◆ **Task input**
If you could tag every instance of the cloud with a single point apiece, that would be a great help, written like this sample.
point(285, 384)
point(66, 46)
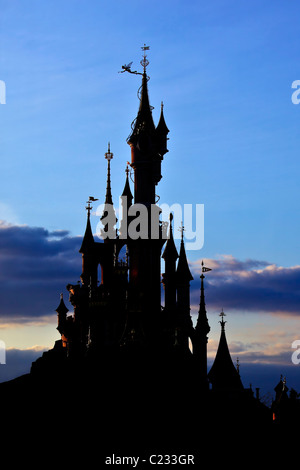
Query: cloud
point(36, 265)
point(250, 285)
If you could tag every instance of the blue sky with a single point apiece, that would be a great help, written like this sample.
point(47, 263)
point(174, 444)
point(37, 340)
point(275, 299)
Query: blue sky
point(224, 71)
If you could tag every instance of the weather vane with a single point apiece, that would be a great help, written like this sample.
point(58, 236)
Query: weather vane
point(144, 62)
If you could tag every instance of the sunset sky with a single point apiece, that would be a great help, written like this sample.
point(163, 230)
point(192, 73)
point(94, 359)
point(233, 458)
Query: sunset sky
point(224, 71)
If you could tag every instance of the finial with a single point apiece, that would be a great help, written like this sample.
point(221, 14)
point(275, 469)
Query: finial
point(222, 322)
point(145, 62)
point(108, 155)
point(204, 269)
point(89, 207)
point(238, 365)
point(181, 230)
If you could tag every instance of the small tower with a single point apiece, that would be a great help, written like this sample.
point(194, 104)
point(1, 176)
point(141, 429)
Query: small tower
point(108, 217)
point(170, 256)
point(183, 278)
point(62, 311)
point(223, 375)
point(200, 337)
point(87, 250)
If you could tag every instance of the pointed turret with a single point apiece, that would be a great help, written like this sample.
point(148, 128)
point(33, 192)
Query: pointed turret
point(62, 311)
point(143, 125)
point(127, 191)
point(200, 336)
point(88, 239)
point(126, 201)
point(108, 217)
point(183, 278)
point(170, 256)
point(87, 249)
point(148, 145)
point(183, 271)
point(223, 375)
point(202, 326)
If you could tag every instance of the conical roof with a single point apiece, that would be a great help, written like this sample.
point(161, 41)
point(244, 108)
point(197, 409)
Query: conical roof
point(223, 375)
point(127, 191)
point(161, 127)
point(62, 309)
point(144, 119)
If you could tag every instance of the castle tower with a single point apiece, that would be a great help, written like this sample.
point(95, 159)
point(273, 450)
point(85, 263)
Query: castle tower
point(148, 146)
point(183, 314)
point(223, 375)
point(170, 256)
point(200, 335)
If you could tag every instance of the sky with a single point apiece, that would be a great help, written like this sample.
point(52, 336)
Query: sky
point(224, 71)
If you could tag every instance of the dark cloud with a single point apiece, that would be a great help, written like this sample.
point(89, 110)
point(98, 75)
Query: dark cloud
point(18, 362)
point(36, 265)
point(249, 285)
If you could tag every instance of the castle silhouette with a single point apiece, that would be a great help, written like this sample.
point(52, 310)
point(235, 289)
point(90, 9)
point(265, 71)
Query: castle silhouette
point(124, 361)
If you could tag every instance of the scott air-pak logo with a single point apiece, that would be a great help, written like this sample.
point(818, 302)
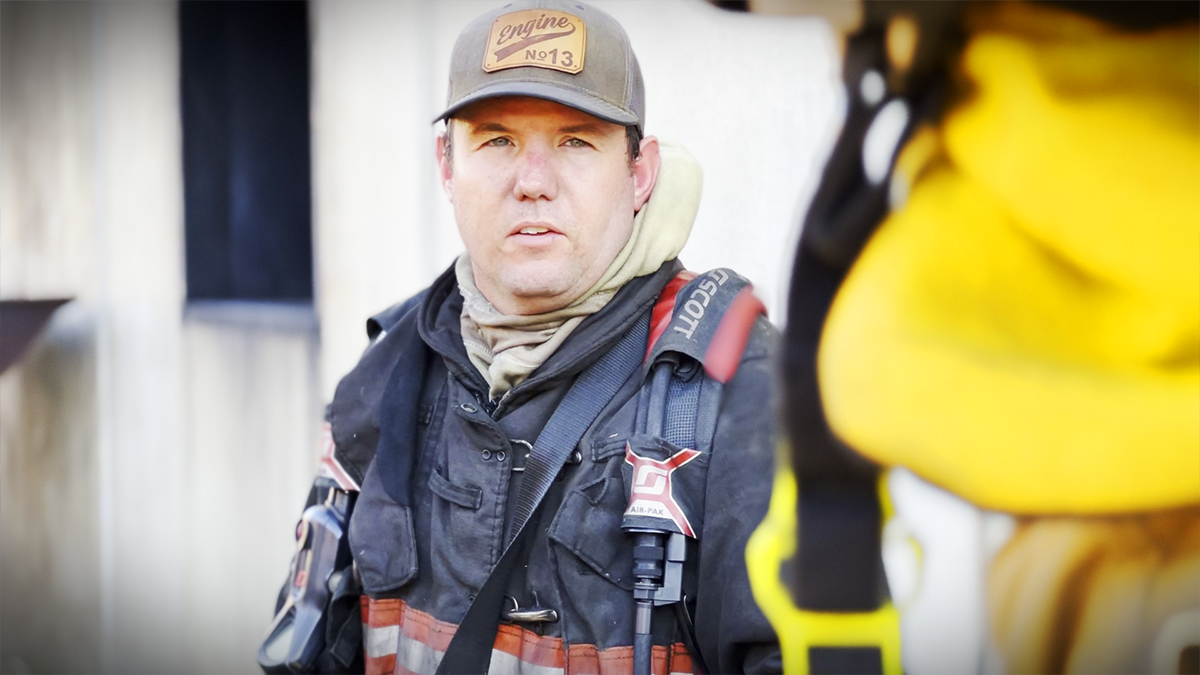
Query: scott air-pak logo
point(544, 39)
point(651, 493)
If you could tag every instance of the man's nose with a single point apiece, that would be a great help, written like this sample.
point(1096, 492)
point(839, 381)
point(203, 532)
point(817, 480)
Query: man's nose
point(535, 177)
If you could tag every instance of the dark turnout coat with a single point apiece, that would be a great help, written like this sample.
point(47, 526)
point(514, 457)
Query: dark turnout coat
point(421, 562)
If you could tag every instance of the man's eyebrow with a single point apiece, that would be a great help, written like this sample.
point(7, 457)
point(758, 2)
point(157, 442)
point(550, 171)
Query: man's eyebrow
point(489, 126)
point(586, 127)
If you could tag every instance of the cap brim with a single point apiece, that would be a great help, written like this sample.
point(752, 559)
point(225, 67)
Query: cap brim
point(545, 91)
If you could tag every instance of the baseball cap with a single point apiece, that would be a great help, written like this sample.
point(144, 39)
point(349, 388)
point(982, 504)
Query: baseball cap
point(558, 51)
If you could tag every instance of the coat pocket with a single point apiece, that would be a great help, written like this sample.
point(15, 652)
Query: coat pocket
point(467, 496)
point(588, 525)
point(382, 538)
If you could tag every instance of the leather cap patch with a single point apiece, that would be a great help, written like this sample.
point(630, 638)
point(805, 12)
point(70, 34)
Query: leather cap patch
point(543, 39)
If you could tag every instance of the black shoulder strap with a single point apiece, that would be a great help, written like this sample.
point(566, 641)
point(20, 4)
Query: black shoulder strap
point(471, 650)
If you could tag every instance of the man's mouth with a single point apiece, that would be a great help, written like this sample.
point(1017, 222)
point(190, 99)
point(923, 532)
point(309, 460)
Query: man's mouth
point(534, 230)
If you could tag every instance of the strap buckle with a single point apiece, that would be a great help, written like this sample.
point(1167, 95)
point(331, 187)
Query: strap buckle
point(532, 615)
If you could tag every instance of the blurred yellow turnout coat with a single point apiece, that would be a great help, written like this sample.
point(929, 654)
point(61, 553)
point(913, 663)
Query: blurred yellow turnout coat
point(1025, 330)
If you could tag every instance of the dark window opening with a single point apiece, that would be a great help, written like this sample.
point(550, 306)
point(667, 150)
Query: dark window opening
point(244, 79)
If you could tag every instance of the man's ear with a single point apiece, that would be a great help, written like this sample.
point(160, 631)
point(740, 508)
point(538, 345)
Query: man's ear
point(646, 172)
point(444, 165)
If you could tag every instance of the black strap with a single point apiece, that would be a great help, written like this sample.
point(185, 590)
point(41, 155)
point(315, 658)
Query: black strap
point(471, 650)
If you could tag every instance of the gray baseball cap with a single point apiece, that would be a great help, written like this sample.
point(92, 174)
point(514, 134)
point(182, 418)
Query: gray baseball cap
point(557, 51)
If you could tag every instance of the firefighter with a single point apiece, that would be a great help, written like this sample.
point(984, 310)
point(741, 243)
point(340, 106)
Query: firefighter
point(571, 220)
point(997, 288)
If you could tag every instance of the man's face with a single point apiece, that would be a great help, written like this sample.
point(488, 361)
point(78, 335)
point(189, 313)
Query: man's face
point(544, 196)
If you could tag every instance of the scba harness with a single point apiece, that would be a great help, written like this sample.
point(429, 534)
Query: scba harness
point(684, 351)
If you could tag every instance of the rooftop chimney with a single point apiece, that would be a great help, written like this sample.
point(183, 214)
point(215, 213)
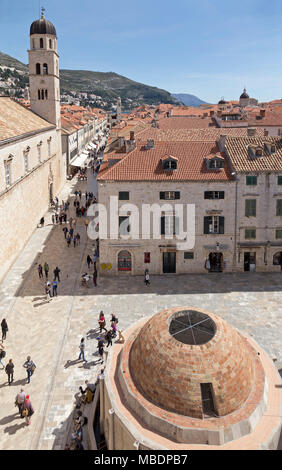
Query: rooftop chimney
point(150, 144)
point(251, 132)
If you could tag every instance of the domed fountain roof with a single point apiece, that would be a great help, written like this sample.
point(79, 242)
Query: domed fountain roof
point(181, 353)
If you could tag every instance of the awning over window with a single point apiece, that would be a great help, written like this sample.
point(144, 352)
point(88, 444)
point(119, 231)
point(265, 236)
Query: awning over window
point(79, 161)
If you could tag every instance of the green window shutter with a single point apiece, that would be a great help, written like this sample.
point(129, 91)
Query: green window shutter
point(278, 233)
point(251, 180)
point(279, 207)
point(221, 224)
point(250, 207)
point(250, 234)
point(206, 225)
point(163, 225)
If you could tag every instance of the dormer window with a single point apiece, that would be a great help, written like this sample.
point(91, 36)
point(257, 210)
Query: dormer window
point(215, 163)
point(169, 162)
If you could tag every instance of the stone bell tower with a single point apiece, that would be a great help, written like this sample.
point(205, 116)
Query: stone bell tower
point(44, 81)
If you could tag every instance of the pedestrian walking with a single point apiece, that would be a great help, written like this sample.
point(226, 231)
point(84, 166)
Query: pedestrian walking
point(95, 274)
point(4, 327)
point(82, 350)
point(48, 291)
point(46, 269)
point(94, 260)
point(27, 410)
point(108, 337)
point(102, 322)
point(65, 230)
point(10, 371)
point(2, 355)
point(40, 271)
point(30, 367)
point(57, 273)
point(89, 261)
point(147, 278)
point(19, 401)
point(54, 288)
point(101, 345)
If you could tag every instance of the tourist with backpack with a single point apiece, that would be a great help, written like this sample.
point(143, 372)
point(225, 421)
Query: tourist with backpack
point(2, 355)
point(10, 371)
point(30, 368)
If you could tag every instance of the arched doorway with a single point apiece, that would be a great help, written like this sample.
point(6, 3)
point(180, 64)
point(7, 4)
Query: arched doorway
point(124, 261)
point(277, 259)
point(51, 192)
point(216, 262)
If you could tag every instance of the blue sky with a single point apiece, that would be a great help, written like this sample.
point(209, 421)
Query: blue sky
point(209, 48)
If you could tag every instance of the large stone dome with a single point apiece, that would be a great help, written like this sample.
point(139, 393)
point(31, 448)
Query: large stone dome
point(43, 26)
point(183, 356)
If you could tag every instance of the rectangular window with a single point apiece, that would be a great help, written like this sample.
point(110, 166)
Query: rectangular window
point(278, 233)
point(124, 227)
point(8, 174)
point(170, 195)
point(147, 257)
point(250, 234)
point(214, 194)
point(213, 224)
point(123, 196)
point(26, 163)
point(169, 225)
point(250, 207)
point(279, 207)
point(251, 180)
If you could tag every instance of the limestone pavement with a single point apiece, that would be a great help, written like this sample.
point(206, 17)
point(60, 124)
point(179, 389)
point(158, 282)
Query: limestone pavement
point(51, 332)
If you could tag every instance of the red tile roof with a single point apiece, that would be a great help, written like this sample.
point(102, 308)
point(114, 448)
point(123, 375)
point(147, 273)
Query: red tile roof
point(145, 165)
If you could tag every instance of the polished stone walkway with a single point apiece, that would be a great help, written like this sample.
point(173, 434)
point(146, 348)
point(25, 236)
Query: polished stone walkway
point(51, 332)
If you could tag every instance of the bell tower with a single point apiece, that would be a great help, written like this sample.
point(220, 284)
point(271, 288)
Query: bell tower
point(44, 81)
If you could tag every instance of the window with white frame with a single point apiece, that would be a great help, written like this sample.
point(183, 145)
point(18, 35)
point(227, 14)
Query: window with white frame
point(39, 153)
point(25, 162)
point(8, 174)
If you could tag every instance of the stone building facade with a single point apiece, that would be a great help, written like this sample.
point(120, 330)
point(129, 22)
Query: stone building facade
point(32, 170)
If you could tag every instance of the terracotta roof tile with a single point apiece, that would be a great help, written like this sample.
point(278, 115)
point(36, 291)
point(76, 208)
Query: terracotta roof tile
point(243, 161)
point(145, 165)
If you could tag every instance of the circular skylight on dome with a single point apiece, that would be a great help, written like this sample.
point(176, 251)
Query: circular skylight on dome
point(192, 327)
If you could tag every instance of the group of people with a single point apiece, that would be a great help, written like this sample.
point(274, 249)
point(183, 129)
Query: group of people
point(48, 285)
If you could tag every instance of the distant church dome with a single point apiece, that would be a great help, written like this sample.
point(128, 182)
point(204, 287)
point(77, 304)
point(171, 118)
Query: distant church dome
point(42, 26)
point(244, 95)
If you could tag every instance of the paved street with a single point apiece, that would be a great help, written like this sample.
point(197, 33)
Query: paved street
point(51, 332)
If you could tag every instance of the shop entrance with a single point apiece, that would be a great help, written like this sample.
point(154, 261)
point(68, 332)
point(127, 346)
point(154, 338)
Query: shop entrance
point(169, 262)
point(216, 262)
point(249, 261)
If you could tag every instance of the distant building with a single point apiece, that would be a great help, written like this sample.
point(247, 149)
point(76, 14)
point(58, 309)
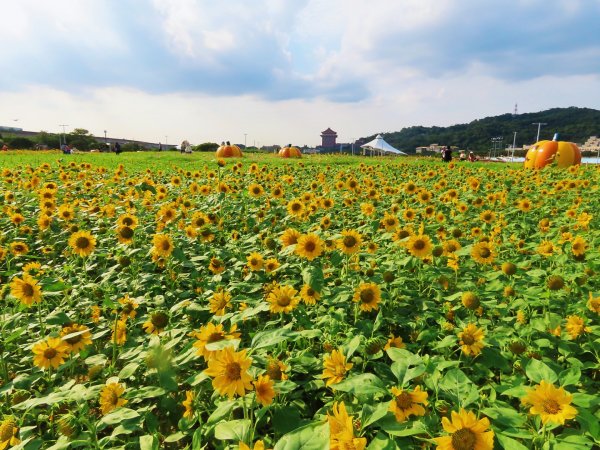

◆ **Written instruction**
Pull out every line in the rows above that contains the word "arched", and copy each one in full.

◆ **Problem solution**
If you could tag every instance of the arched doorway with a single point apiece, that would be a great help, written like this sample.
Query: arched doorway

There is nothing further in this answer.